▶ [Extrait]
○ ○ ○ ○ ○

Je suis pour quelques jours à Paris. Cette fois je réside dans une tour des Olympiades, quartier dont j’ignore tout sinon qu’il est vanté par le protagoniste de la Carte et le territoire de Wellbeck : « Ces forteresses quadrangulaires construites dans le milieu des années 1970 en opposition absolue avec l’ensemble du paysage esthétique parisien, et qui étaient ce que Jed préférait, de très loin, sur le plan architectural« . Je me trouve en plein cœur du quartier chinois, dans le 13e, or dans ce pays aujourd’hui c’est le nouvel an, c’est parti pour la Chèvre, et au moment où je vous parle drapeaux ballons biquettes et dragons défilent sous mes fenêtres, en guise de musique j’entends tambours et pétards… Ou alors ce sont des attentats, j’ai un doute, je vais descendre voir… Je reste sur mes gardes…

Tant qu’à faire le touriste en la capitale, je visite le musée Picasso, et parmi tant de beautés (je saisis comme nulle part ailleurs le bien-fondé d’un musée dédié à un seul artiste : Picasso était nombreux) je retiens en premier chef ce crâne en bronze coulé en 1943, je le regarde droit dans les orbites… Picasso avait des morts en tête cette année-là, des assassinés, tant de barbarie dans l’air ambiant… La même journée, allez savoir, drôle d’idée, j’assouvis un rêve vieux comme mon adolescence, visiter les catacombes. J’arpente lentement ces 1700 mètres de galeries souterraines. Six millions de crânes et, logiquement, deux fois plus de fémurs empilés là, rien que pour nous, rien que pour moi, depuis des siècles. Ce n’est même pas monotone, ou alors on trouverait tout monotone. Du memento-mori à dose de cheval. C’est fou comme ça calme.

Requinqué, je sors, je vais au théâtre. Macbeth par Ariane Mnouchkine à la Cartoucherie. Quelle merveille ! Quelles merveilles !

○ ○ ○ ○ ○

▶ [Consigne 1] Présentez sous forme de liste numérotée les lignes du listing, de la toute première jusqu'à celle qui contient « M 817 833 L », incluse, sans les lignes vides.
L'extrait et le listing n'ont pas la même origine.

○ ○ ○ ○ ○

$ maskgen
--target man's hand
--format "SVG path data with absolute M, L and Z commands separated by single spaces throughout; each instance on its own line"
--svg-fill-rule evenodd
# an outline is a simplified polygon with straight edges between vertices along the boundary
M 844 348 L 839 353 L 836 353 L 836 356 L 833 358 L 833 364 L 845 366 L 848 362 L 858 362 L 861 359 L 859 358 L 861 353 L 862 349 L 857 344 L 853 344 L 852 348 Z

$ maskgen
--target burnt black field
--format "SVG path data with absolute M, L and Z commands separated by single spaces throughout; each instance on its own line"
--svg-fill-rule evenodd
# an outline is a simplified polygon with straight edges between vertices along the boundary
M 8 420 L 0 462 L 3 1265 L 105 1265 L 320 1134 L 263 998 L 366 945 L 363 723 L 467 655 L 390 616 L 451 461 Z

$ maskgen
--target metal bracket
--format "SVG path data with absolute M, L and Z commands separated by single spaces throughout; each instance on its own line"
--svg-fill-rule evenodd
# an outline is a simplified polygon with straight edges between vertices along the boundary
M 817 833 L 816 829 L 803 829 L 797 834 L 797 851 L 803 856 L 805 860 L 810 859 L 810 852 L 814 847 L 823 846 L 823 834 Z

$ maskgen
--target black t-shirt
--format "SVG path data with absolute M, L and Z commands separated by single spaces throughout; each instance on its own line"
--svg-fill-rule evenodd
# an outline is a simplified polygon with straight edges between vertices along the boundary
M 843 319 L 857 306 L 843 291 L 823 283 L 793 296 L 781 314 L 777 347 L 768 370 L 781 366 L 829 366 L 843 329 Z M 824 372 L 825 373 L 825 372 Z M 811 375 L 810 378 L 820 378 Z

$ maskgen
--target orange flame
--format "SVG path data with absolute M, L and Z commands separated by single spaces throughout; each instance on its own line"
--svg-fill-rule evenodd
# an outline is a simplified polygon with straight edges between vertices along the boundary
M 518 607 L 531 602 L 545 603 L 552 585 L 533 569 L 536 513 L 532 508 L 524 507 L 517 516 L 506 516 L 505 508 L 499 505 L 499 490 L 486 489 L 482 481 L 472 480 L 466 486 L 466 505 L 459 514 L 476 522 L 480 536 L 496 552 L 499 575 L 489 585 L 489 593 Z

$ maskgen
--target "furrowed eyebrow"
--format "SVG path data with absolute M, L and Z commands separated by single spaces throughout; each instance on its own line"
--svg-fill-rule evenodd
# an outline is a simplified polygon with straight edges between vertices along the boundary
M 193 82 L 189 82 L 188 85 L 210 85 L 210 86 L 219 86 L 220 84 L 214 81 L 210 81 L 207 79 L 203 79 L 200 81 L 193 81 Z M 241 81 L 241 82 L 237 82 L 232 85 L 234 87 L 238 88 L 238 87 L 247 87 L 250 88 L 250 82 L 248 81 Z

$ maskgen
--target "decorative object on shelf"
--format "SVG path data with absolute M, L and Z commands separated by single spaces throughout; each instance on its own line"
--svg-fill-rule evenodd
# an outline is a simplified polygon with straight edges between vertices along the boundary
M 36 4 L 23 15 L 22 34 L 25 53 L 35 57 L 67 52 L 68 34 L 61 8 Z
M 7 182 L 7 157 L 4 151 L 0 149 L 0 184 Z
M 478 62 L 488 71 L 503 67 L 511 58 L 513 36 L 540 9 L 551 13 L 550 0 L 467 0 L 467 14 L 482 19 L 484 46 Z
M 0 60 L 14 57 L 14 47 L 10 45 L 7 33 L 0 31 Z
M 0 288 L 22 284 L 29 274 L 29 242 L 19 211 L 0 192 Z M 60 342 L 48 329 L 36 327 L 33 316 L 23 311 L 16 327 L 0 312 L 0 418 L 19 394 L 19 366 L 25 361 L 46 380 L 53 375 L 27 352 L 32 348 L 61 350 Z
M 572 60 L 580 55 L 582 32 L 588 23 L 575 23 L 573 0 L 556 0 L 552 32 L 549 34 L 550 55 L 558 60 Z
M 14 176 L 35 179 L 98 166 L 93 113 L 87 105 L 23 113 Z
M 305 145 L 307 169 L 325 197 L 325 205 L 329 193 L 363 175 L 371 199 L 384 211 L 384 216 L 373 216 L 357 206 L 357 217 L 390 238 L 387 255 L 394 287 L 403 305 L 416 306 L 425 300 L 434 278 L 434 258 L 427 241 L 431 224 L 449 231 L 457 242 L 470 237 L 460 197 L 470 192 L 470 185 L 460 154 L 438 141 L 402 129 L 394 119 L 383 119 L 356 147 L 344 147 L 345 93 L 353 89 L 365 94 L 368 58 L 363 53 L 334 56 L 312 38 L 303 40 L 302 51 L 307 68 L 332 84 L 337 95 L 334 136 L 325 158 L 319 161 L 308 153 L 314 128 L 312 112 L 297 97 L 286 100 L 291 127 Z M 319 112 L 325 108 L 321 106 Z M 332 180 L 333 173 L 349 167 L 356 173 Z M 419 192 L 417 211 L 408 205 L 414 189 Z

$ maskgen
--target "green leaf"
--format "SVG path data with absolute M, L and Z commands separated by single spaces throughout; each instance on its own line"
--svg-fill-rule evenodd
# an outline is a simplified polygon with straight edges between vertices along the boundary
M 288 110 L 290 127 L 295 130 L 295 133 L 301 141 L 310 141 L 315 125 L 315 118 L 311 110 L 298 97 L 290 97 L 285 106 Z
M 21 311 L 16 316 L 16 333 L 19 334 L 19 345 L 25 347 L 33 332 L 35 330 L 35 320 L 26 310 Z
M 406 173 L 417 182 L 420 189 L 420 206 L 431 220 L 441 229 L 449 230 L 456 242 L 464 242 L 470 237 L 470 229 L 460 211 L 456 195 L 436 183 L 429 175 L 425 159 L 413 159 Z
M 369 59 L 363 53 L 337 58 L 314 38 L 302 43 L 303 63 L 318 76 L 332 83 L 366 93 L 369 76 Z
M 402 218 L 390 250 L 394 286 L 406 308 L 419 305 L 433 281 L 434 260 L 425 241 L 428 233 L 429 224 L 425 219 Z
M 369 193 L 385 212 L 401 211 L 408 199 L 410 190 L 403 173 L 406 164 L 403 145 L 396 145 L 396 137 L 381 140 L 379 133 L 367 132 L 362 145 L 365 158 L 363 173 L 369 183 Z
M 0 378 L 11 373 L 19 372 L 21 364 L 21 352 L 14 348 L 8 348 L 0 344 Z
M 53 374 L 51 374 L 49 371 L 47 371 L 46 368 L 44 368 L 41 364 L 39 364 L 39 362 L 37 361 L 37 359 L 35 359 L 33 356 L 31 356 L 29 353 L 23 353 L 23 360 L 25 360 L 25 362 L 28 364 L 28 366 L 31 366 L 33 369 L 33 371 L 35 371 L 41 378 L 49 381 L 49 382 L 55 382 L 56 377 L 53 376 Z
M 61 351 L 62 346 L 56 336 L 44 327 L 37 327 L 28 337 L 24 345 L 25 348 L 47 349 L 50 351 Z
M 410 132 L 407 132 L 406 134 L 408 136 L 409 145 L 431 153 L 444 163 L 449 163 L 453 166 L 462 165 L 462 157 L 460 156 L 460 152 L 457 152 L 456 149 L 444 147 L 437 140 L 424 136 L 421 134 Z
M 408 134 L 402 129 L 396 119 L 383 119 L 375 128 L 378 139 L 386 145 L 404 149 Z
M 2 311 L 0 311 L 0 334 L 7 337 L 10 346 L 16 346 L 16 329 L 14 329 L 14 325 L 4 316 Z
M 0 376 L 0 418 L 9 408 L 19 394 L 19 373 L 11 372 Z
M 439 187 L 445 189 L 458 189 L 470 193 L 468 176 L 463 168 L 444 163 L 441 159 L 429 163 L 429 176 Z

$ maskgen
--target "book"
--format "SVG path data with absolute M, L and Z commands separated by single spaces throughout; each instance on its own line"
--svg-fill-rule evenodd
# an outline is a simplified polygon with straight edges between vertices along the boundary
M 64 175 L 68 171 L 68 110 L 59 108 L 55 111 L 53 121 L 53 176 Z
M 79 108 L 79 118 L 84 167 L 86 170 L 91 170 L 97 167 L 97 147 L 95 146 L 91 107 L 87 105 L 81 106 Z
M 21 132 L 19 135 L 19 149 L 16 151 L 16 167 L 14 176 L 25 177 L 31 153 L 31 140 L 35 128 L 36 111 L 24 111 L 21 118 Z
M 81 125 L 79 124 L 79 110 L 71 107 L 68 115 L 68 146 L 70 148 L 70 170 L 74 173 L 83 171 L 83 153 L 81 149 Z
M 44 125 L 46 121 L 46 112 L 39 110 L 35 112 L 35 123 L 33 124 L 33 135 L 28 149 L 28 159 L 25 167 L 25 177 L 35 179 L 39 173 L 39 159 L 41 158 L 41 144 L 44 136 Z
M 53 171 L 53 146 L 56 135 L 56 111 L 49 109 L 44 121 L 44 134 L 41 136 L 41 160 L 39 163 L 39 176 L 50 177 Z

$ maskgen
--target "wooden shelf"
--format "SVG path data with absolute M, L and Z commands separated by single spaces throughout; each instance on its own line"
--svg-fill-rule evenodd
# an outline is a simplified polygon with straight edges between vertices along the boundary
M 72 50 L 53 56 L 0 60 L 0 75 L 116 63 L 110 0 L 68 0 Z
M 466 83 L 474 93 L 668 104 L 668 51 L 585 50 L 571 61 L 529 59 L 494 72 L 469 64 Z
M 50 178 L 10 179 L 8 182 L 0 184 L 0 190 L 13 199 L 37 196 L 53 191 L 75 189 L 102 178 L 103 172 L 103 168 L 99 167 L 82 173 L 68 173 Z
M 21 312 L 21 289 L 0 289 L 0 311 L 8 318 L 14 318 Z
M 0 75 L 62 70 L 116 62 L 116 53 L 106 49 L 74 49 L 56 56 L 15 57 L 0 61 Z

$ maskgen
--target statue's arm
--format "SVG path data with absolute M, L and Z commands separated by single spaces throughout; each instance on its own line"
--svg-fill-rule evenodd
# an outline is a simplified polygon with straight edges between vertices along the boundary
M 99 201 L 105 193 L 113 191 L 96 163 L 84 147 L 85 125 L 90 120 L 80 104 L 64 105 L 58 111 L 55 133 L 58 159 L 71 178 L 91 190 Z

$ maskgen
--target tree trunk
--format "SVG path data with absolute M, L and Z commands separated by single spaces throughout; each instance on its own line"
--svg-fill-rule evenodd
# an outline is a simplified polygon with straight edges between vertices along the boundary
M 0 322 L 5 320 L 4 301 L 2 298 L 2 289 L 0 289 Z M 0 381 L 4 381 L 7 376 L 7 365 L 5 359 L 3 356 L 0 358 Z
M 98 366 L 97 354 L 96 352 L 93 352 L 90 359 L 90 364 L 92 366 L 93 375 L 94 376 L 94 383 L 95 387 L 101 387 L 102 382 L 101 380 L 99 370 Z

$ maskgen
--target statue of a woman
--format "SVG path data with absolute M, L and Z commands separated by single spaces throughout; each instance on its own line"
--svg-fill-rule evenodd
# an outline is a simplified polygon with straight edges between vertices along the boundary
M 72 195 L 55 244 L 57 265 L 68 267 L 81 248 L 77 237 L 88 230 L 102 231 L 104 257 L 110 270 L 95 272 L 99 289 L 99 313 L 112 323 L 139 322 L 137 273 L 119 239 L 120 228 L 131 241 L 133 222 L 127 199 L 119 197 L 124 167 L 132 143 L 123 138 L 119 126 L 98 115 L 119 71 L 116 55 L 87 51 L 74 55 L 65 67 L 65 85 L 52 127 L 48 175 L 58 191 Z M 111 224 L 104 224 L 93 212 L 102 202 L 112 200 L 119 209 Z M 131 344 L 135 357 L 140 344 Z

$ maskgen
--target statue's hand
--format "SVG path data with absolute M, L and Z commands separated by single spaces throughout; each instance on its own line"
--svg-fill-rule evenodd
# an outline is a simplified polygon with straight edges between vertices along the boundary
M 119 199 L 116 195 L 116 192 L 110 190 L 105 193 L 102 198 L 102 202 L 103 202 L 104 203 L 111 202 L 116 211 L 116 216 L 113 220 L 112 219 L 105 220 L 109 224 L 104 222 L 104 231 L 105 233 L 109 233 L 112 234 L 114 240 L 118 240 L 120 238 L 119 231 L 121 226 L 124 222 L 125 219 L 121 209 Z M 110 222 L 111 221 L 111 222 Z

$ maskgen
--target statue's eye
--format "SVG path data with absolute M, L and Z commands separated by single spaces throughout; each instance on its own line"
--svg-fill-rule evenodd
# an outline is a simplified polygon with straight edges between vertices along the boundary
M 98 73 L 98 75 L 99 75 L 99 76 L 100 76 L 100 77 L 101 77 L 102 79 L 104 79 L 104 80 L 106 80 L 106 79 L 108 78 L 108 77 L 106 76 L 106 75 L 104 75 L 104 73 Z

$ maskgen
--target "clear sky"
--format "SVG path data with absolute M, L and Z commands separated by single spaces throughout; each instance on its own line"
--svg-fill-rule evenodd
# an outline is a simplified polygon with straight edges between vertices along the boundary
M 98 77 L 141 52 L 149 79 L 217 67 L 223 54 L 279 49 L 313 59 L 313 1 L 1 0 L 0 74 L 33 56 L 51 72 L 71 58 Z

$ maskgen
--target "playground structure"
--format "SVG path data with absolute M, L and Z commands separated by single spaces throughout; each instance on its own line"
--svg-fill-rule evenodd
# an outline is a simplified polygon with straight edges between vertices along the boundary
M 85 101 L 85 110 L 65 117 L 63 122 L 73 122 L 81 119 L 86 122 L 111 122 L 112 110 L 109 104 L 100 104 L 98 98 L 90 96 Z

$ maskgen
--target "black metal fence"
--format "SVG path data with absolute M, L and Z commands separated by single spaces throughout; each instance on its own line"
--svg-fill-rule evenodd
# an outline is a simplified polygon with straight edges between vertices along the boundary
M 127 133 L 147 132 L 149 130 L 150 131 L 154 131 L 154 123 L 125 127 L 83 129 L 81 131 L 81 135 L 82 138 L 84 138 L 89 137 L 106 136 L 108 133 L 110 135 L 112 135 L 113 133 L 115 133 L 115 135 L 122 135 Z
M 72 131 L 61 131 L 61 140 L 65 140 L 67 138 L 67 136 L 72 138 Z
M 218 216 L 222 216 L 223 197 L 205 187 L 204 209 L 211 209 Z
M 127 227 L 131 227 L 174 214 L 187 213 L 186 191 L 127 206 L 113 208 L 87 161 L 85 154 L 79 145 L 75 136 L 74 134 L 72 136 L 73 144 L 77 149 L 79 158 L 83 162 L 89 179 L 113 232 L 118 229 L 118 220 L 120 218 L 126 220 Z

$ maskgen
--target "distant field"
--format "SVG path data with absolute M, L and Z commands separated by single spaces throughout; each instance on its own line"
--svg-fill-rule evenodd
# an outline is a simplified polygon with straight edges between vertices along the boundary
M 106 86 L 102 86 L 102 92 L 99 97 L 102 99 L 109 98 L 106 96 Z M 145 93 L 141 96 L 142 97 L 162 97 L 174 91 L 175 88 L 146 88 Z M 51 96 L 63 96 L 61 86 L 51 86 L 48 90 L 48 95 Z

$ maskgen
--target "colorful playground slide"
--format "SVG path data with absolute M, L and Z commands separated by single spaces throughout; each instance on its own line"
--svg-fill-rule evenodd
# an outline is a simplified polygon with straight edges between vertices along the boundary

○ ○ ○ ○ ○

▶ [Consigne 2] Modifiez le passage de l'extrait commençant par « Tant qu’à faire » et allant jusqu'à « comme ça calme. » : recopiez-le en remplaçant « catacombes » par « égouts ».

▶ [Réponse complète 1]
1. $ maskgen
2. --target man's hand
3. --format "SVG path data with absolute M, L and Z commands separated by single spaces throughout; each instance on its own line"
4. --svg-fill-rule evenodd
5. # an outline is a simplified polygon with straight edges between vertices along the boundary
6. M 844 348 L 839 353 L 836 353 L 836 356 L 833 358 L 833 364 L 845 366 L 848 362 L 858 362 L 861 359 L 859 358 L 861 353 L 862 349 L 857 344 L 853 344 L 852 348 Z
7. $ maskgen
8. --target burnt black field
9. --format "SVG path data with absolute M, L and Z commands separated by single spaces throughout; each instance on its own line"
10. --svg-fill-rule evenodd
11. # an outline is a simplified polygon with straight edges between vertices along the boundary
12. M 8 420 L 0 462 L 3 1265 L 105 1265 L 320 1134 L 263 998 L 366 945 L 363 723 L 467 655 L 390 616 L 451 461 Z
13. $ maskgen
14. --target metal bracket
15. --format "SVG path data with absolute M, L and Z commands separated by single spaces throughout; each instance on its own line"
16. --svg-fill-rule evenodd
17. # an outline is a simplified polygon with straight edges between vertices along the boundary
18. M 817 833 L 816 829 L 803 829 L 797 834 L 797 851 L 803 856 L 805 860 L 810 859 L 810 852 L 814 847 L 823 846 L 823 834 Z

▶ [Réponse complète 2]
Tant qu’à faire le touriste en la capitale, je visite le musée Picasso, et parmi tant de beautés (je saisis comme nulle part ailleurs le bien-fondé d’un musée dédié à un seul artiste : Picasso était nombreux) je retiens en premier chef ce crâne en bronze coulé en 1943, je le regarde droit dans les orbites… Picasso avait des morts en tête cette année-là, des assassinés, tant de barbarie dans l’air ambiant… La même journée, allez savoir, drôle d’idée, j’assouvis un rêve vieux comme mon adolescence, visiter les égouts. J’arpente lentement ces 1700 mètres de galeries souterraines. Six millions de crânes et, logiquement, deux fois plus de fémurs empilés là, rien que pour nous, rien que pour moi, depuis des siècles. Ce n’est même pas monotone, ou alors on trouverait tout monotone. Du memento-mori à dose de cheval. C’est fou comme ça calme.